▸ WORK TO COMPLETE:
Reproduce only the lines from the one containing "of the window." through the one containing "Outline every instance of the window", inclusive, substituting "door" for "window" and leaving everything else unchanged.

▸ DATA:
>>

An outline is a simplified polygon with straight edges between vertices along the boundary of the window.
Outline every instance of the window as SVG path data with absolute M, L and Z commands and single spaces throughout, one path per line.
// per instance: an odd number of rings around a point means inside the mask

<<
>>

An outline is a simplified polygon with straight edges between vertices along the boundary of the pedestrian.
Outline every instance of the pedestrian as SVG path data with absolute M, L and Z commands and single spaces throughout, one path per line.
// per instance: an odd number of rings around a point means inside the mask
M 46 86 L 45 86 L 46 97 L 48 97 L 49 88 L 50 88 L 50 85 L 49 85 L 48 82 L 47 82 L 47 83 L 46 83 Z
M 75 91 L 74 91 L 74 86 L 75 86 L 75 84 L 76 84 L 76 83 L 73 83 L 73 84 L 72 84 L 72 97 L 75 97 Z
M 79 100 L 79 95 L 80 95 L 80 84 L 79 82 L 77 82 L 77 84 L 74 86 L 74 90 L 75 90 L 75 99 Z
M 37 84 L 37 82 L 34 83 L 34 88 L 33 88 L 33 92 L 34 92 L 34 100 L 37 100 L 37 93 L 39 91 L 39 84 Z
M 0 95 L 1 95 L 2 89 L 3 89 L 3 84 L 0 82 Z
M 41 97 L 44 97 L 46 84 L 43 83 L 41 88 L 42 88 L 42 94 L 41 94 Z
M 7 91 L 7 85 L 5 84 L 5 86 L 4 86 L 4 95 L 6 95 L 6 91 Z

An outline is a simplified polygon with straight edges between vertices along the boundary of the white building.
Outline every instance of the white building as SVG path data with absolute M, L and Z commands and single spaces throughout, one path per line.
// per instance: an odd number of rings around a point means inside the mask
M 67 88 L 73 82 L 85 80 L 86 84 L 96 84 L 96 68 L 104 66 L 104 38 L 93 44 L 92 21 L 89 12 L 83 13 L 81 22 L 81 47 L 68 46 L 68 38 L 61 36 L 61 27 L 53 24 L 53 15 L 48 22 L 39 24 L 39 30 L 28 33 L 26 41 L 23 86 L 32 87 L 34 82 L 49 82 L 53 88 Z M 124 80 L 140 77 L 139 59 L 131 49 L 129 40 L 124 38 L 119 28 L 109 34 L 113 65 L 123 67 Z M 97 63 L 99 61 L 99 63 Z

<<

▸ RESPONSE:
An outline is a simplified polygon with straight edges between vertices along the boundary of the door.
Outline every instance of the door as SVG path data with absolute M, L and Z commands and single spaces throughout, one path per line.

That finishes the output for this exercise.